§ Work instructions:
Retype each entry. Leave every word as it is.

Point-per-instance localization data:

____

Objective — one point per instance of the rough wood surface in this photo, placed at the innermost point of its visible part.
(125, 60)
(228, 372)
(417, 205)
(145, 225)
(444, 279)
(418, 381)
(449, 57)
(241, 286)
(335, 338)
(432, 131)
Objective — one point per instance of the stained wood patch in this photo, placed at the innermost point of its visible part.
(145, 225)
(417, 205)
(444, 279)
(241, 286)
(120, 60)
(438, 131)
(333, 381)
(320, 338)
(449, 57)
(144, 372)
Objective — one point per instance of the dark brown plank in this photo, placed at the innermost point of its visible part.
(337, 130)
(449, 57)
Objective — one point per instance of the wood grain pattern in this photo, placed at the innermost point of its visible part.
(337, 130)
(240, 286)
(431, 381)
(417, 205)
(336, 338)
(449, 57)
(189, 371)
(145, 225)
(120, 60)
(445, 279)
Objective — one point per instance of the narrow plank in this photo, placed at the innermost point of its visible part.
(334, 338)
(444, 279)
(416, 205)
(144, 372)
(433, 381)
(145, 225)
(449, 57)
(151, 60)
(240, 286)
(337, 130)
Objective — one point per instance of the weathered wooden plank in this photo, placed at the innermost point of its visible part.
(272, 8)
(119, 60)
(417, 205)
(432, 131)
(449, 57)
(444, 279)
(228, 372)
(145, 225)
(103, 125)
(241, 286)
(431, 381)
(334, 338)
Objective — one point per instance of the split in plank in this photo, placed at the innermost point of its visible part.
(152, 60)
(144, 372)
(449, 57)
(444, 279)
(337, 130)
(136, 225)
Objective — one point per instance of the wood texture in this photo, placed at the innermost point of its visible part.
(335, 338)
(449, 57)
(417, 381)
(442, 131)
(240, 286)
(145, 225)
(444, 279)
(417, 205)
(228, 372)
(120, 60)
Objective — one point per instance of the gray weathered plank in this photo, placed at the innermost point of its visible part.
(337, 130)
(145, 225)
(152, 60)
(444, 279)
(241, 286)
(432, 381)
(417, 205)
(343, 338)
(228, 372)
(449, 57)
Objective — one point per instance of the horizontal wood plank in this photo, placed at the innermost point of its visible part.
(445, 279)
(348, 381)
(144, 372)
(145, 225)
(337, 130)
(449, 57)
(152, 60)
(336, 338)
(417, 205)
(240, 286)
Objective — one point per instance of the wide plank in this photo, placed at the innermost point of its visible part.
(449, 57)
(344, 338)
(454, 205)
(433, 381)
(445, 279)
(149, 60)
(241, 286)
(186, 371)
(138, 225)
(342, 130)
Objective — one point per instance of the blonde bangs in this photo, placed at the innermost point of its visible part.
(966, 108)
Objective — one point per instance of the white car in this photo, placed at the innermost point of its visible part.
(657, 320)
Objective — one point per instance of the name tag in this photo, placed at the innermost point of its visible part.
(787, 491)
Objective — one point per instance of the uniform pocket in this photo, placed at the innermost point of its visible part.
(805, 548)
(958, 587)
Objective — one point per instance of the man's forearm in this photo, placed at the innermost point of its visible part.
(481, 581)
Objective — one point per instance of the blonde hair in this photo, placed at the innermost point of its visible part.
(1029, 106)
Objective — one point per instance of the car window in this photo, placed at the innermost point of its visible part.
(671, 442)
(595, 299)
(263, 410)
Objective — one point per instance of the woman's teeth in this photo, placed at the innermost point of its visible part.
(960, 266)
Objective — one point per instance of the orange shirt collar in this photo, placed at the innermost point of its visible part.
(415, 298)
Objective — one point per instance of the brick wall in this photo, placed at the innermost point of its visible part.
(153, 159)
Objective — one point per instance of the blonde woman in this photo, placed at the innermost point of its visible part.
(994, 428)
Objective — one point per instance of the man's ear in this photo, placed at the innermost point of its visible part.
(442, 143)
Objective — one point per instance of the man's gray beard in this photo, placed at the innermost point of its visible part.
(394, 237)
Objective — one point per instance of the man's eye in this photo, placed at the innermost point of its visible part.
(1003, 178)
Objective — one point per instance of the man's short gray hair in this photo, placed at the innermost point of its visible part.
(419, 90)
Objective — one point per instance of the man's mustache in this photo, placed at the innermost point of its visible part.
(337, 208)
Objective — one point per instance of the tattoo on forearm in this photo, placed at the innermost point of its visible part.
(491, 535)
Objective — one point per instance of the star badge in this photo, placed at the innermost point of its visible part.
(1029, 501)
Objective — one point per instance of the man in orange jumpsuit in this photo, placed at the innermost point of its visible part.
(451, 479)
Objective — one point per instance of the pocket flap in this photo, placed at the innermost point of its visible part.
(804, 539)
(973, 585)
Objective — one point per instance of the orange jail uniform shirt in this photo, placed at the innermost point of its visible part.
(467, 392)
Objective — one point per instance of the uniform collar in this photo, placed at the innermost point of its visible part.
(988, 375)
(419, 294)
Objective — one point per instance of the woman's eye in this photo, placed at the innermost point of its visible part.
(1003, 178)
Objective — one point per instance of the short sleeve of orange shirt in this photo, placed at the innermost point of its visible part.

____

§ Solution to this task:
Objective — one point per instance of the rough wood surface in this photo, placed at the innermost point of its visible part.
(125, 60)
(228, 372)
(417, 205)
(145, 225)
(444, 279)
(418, 381)
(449, 57)
(241, 286)
(335, 338)
(432, 131)
Objective — one point per instance of the stained wood patch in this photo, placed at the innermost point of its visible part.
(145, 225)
(417, 205)
(444, 279)
(241, 286)
(120, 60)
(438, 131)
(333, 381)
(320, 338)
(449, 57)
(144, 372)
Objective — one point per instance of the dark brown plank in this photo, placed at the innermost point of its visible part.
(337, 130)
(449, 57)
Objective — one point per instance of the wood grain pattern in this photo, placed at the innermost point of its visible part.
(337, 130)
(240, 286)
(431, 381)
(417, 205)
(336, 338)
(449, 57)
(189, 371)
(145, 225)
(120, 60)
(445, 279)
Objective — one point per instance of the narrow plank in this photo, placed at the innermost point of its visible part.
(334, 338)
(444, 279)
(416, 205)
(144, 372)
(433, 381)
(145, 225)
(449, 57)
(151, 60)
(240, 286)
(337, 130)
Objective — one point per instance of the weathered wooden plank in this photo, placed at the innermost point of its visible part.
(272, 8)
(119, 60)
(417, 205)
(432, 131)
(449, 57)
(444, 279)
(228, 372)
(145, 225)
(103, 125)
(241, 286)
(431, 381)
(334, 338)
Objective — one point per instance of the split in plank in this photo, placed at the innermost point of its visible part.
(152, 60)
(144, 372)
(449, 57)
(444, 279)
(337, 130)
(136, 225)
Objective — one point per instance of the wood texture in this photo, placed at the innermost point of its visible part.
(335, 338)
(449, 57)
(417, 381)
(442, 131)
(240, 286)
(145, 225)
(444, 279)
(417, 205)
(228, 372)
(120, 60)
Objective — one point per instance of the gray weathered plank in this photo, placed at the innermost point of its visible part.
(337, 130)
(145, 225)
(152, 60)
(444, 279)
(241, 286)
(432, 381)
(417, 205)
(343, 338)
(228, 372)
(449, 57)
Objective — one point per instance of the horizontal wood plank in this photo, placed at the innermost point of its visible part.
(445, 279)
(348, 381)
(144, 372)
(145, 225)
(337, 130)
(449, 57)
(152, 60)
(336, 338)
(417, 205)
(240, 286)
Objective — one point per instance of the wide plank in this photo, placed at the innermost point of its visible part.
(449, 57)
(344, 338)
(454, 205)
(433, 381)
(445, 279)
(149, 60)
(241, 286)
(186, 371)
(138, 225)
(342, 130)
Objective — one point per instance of the blonde bangs in this photo, placed at the innermost point of its visible part.
(966, 108)
Objective — one point per instance of the white car in this photo, placed at the innermost point of its visible part.
(657, 320)
Objective — one point per instance of the name tag in this photo, placed at the innermost point of its visible part.
(787, 491)
Objective — one point per instance of the uniform pocket in this photo, placed at the innermost point of its visible part.
(805, 548)
(958, 587)
Objective — one point per instance of the man's forearm in this photo, placed at the innermost point of its visible part.
(481, 581)
Objective — one point per instance of the blonde hair in this photo, placed at the innermost point of its visible part.
(1029, 106)
Objective — one point per instance of the car window in this photo, placed at the innermost point of its visible part.
(671, 442)
(595, 299)
(263, 410)
Objective — one point per instance of the woman's teeth in this photo, placed at the innermost point of its visible part.
(960, 266)
Objective — one point per instance of the orange shirt collar in this photo, placed at the innermost point of its visible part.
(415, 298)
Objective — one point per instance of the brick wall in this photo, placed at the innermost point of its visible part.
(153, 159)
Objective — one point per instance of the blonde woman in this photo, placed at the innermost point of its visible part.
(994, 428)
Objective — one point per instance of the man's ear in this photo, placed at the innermost point of its visible part.
(442, 143)
Objective — one point per instance of the man's gray beard in this photo, placed at the innermost point of its visible part.
(394, 237)
Objective — one point per instance of the man's eye in this photo, placed at the innermost point of its visible part.
(1003, 178)
Objective — one point per instance of the man's short gray hair in this photo, placed at the innermost point of its visible part.
(419, 90)
Objective — one point per instance of the man's mustache in this photo, placed at the innermost point of its visible part.
(337, 208)
Objective — one point per instance of the tattoo on forearm in this photo, placed at the innermost point of its visible part.
(491, 535)
Objective — one point per instance of the star badge in this photo, placed at the innermost point of its visible part.
(1029, 501)
Objective — one point per instance of the man in orange jumpsuit in this photo, placed at the innermost point of its visible part.
(451, 479)
Objective — one point per instance of the pocket flap in this photo, placed at the innermost point of its visible part.
(804, 539)
(973, 585)
Objective — one point per instance of the orange jail uniform shirt in this photo, placed at the innermost point of its visible part.
(467, 392)
Objective — one point per instance of the uniform collar in this photo, placed at the innermost point of its visible part.
(988, 375)
(419, 294)
Objective — one point per instance of the woman's eye in this photo, placed at the innermost point of its visible part.
(1003, 178)
Objective — one point per instance of the short sleeve of orange shirt in this photo, placed at the innermost point of its visible part.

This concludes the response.